* **What is required**:
Copy out all of the material below line for line, changing nothing.

Stored items:
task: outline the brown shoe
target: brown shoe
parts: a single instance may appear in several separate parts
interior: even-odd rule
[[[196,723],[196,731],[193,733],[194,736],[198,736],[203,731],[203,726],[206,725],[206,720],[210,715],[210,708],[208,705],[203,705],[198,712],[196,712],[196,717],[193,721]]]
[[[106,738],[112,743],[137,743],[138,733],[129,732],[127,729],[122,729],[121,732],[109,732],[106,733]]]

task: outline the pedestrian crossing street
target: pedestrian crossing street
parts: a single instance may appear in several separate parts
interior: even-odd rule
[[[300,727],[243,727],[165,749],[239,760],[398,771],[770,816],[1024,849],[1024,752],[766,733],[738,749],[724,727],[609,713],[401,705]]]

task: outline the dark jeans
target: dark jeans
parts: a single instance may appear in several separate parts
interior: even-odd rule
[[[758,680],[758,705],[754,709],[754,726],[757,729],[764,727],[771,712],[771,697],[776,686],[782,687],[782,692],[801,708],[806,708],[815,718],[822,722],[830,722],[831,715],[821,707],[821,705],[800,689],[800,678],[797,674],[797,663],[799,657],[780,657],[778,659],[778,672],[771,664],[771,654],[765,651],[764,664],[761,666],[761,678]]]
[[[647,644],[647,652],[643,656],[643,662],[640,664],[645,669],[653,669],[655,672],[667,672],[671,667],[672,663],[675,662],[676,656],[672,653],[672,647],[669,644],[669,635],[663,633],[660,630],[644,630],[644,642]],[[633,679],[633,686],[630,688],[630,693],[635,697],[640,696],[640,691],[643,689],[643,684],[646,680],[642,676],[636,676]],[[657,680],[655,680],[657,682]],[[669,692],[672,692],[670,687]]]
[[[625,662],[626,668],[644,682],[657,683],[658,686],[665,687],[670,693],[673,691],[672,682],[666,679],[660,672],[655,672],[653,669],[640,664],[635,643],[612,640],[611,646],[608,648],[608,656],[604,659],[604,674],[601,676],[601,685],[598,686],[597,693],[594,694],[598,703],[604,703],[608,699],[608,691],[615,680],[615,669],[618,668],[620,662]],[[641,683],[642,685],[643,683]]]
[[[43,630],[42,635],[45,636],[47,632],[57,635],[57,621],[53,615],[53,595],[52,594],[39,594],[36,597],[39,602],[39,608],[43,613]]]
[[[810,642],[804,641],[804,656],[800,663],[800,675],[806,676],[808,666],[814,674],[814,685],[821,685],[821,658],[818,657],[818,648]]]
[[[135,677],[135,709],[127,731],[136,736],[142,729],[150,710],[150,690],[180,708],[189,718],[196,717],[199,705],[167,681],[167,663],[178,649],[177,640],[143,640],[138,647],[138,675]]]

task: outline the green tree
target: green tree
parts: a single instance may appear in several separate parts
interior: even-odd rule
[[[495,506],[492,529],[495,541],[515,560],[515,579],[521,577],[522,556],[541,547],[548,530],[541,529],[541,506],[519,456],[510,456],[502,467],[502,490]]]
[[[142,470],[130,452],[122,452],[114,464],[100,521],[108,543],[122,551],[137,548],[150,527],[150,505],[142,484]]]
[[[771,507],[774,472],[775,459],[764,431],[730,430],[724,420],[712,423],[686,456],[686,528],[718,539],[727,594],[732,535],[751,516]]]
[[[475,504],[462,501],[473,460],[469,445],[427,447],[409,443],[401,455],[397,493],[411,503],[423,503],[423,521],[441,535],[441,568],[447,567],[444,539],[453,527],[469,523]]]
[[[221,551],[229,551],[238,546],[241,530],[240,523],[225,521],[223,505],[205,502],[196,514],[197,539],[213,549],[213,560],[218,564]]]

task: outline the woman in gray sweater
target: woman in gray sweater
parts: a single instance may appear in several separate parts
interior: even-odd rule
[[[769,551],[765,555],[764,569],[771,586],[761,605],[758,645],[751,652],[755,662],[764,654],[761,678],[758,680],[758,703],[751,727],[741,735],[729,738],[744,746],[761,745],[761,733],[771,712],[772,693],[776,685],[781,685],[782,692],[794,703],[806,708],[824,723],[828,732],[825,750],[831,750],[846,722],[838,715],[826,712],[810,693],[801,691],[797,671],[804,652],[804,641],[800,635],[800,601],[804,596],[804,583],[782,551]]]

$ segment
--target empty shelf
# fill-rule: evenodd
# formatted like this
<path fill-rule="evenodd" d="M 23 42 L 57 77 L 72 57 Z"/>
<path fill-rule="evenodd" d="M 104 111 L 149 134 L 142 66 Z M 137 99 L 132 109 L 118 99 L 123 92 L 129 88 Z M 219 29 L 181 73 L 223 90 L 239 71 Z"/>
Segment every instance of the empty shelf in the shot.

* **Right answer**:
task: outline the brown shoe
target: brown shoe
parts: a single instance may appear in several separate parts
interior: even-odd rule
[[[196,723],[196,731],[193,733],[194,736],[198,736],[203,731],[203,726],[206,725],[206,720],[210,715],[210,708],[208,705],[203,705],[198,712],[196,712],[196,717],[193,721]]]
[[[106,738],[112,743],[137,743],[138,733],[129,732],[127,729],[122,729],[121,732],[109,732],[106,733]]]

task: outline the pedestrian crossing street
target: pedestrian crossing street
parts: a single instance may appear in several separate parts
interior: even-odd rule
[[[300,727],[243,727],[165,749],[239,760],[398,771],[770,816],[1024,849],[1024,752],[766,733],[738,749],[724,727],[609,713],[401,705]]]

task: outline the dark jeans
target: dark jeans
parts: a single instance may appear in several separate parts
interior: even-odd rule
[[[758,680],[758,705],[754,709],[754,726],[757,729],[764,727],[771,712],[771,697],[776,686],[782,687],[782,692],[801,708],[806,708],[815,718],[822,722],[830,722],[831,715],[821,707],[821,705],[800,689],[800,678],[797,674],[797,663],[799,657],[780,657],[778,659],[778,672],[771,664],[771,654],[765,651],[764,664],[761,666],[761,678]]]
[[[647,644],[647,652],[643,656],[643,662],[640,664],[645,669],[653,669],[655,672],[667,672],[671,667],[672,663],[675,662],[676,656],[672,653],[672,647],[669,644],[669,635],[663,633],[660,630],[644,630],[644,642]],[[633,679],[633,686],[630,688],[630,693],[635,697],[640,696],[640,691],[643,689],[643,684],[646,680],[642,676],[636,676]],[[657,680],[655,680],[657,682]],[[669,692],[672,692],[670,687]]]
[[[625,662],[626,668],[644,682],[657,683],[658,686],[665,687],[670,693],[673,691],[672,682],[666,679],[660,672],[655,672],[653,669],[640,664],[635,643],[612,640],[611,646],[608,648],[608,656],[604,659],[604,674],[601,676],[601,685],[598,686],[597,693],[594,694],[598,703],[604,703],[608,699],[608,691],[615,680],[615,669],[618,668],[620,662]],[[641,683],[642,685],[643,683]]]
[[[43,630],[42,635],[45,636],[47,632],[57,635],[57,621],[53,615],[53,595],[52,594],[39,594],[36,597],[39,602],[39,608],[43,613]]]
[[[810,642],[804,641],[804,656],[800,663],[800,675],[806,676],[808,666],[814,674],[814,685],[821,685],[821,658],[818,657],[818,648]]]
[[[135,677],[135,709],[127,731],[136,736],[142,729],[150,710],[150,690],[180,708],[189,718],[196,717],[199,705],[167,681],[167,663],[178,649],[177,640],[143,640],[138,647],[138,675]]]

task: outline the green tree
target: green tree
parts: a single instance may appear in several separate parts
interior: even-odd rule
[[[495,506],[492,529],[495,541],[515,560],[515,579],[521,577],[522,556],[541,547],[548,530],[541,529],[541,506],[519,456],[510,456],[502,467],[502,490]]]
[[[142,470],[130,452],[122,452],[114,464],[100,521],[108,543],[122,551],[137,548],[150,527],[150,505],[142,484]]]
[[[771,507],[774,472],[775,459],[764,431],[730,430],[724,420],[712,423],[686,456],[686,528],[718,539],[727,594],[732,535],[751,516]]]
[[[475,504],[462,501],[473,460],[469,445],[427,447],[409,443],[401,455],[397,493],[411,503],[423,503],[423,521],[441,535],[441,568],[447,567],[444,539],[453,527],[469,523]]]
[[[221,551],[229,551],[238,546],[241,530],[240,523],[225,521],[223,505],[205,502],[196,514],[197,539],[213,549],[213,560],[218,564]]]

task: outline the woman in gray sweater
target: woman in gray sweater
parts: a single instance may appear in several separate parts
interior: even-odd rule
[[[769,551],[765,555],[764,569],[771,586],[761,605],[758,645],[751,652],[755,662],[764,654],[761,678],[758,680],[758,703],[751,727],[741,735],[729,738],[744,746],[761,745],[761,733],[771,712],[772,693],[776,685],[781,685],[782,692],[794,703],[806,708],[824,723],[828,732],[825,750],[831,750],[846,722],[838,715],[826,712],[810,693],[801,691],[797,671],[804,652],[804,641],[800,635],[800,601],[804,596],[804,583],[782,551]]]

$ segment
--target empty shelf
# fill-rule: evenodd
# formatted like this
<path fill-rule="evenodd" d="M 23 42 L 57 77 L 72 57 Z"/>
<path fill-rule="evenodd" d="M 104 111 L 149 134 L 142 66 Z M 137 99 L 132 109 L 118 99 L 123 92 L 129 88 Z M 219 29 L 181 73 L 223 90 L 239 71 Z"/>
Segment every instance of the empty shelf in the shot.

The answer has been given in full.